Copy out every entry precisely.

(MATERIAL SUPPLIED Opens)

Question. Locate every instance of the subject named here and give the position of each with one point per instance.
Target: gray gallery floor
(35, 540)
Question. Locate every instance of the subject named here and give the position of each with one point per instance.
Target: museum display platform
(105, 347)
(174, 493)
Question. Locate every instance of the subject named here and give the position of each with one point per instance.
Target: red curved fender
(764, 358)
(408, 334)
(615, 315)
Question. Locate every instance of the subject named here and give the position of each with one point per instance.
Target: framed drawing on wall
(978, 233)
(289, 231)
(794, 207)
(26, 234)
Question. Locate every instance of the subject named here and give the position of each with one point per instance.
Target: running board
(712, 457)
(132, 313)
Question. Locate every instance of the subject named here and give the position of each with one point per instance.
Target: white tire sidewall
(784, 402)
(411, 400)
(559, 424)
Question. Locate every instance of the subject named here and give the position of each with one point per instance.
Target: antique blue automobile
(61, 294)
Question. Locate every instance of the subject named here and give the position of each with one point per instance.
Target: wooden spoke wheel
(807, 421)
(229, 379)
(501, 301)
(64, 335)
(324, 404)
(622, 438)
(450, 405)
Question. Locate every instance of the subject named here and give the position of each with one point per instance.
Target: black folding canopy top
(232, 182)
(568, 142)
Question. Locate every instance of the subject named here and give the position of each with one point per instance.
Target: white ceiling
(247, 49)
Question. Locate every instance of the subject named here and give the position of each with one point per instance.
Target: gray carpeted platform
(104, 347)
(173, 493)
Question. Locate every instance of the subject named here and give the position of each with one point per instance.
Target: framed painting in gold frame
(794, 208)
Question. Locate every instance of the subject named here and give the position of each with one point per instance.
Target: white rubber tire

(MATERIAL SUPPLIED Closes)

> [RESPONSE TO THIS EXERCISE]
Question. Locate every instance of the subject named here and give the position of each with one point per instance.
Target: gray gallery floor
(35, 540)
Question. Locate every instance of the subject named here and give the position of each with one point per instance.
Target: museum display platform
(105, 347)
(174, 493)
Question. Locate every instance of the subject named here and give the position of each with one point per instance.
Target: red curved fender
(764, 358)
(408, 334)
(615, 315)
Question. Locate every instance of the subject named here and give the position of each with one point per instance.
Target: framed drawing on wall
(978, 233)
(289, 231)
(794, 207)
(26, 234)
Question. Locate every instance of the subject named here and give the position of each with one point per instance.
Target: running board
(712, 457)
(132, 313)
Question. Locate every instance of the subject named here and give the position of each with one point per instance.
Target: white tire sidewall
(784, 402)
(411, 400)
(559, 424)
Question. Locate every instance of the subject named here and give the position of each with one point per instance.
Target: antique blue automobile
(61, 294)
Question. Locate every instance of the subject named here and give the position of each with one point per instance.
Target: wooden spoke wheel
(807, 421)
(229, 379)
(501, 301)
(64, 335)
(324, 404)
(622, 438)
(450, 405)
Question. Locate every instance of the subject named here and give the position of each with one point per instance.
Target: black folding canopy top
(232, 182)
(568, 142)
Question. Locate every instance of the subject named here and give the position of each with one point per instance.
Target: white ceiling
(247, 49)
Question. Locate every instance of the subject named here and give the position of each with one point per instance.
Target: gray carpeted platform
(104, 347)
(173, 493)
Question. Locate every instance of the subject named here and give the position of each with one point per instance.
Target: framed painting in gold frame
(794, 208)
Question. Locate every instance of the subject named here and give the position of each with one point per instance.
Target: white rubber tire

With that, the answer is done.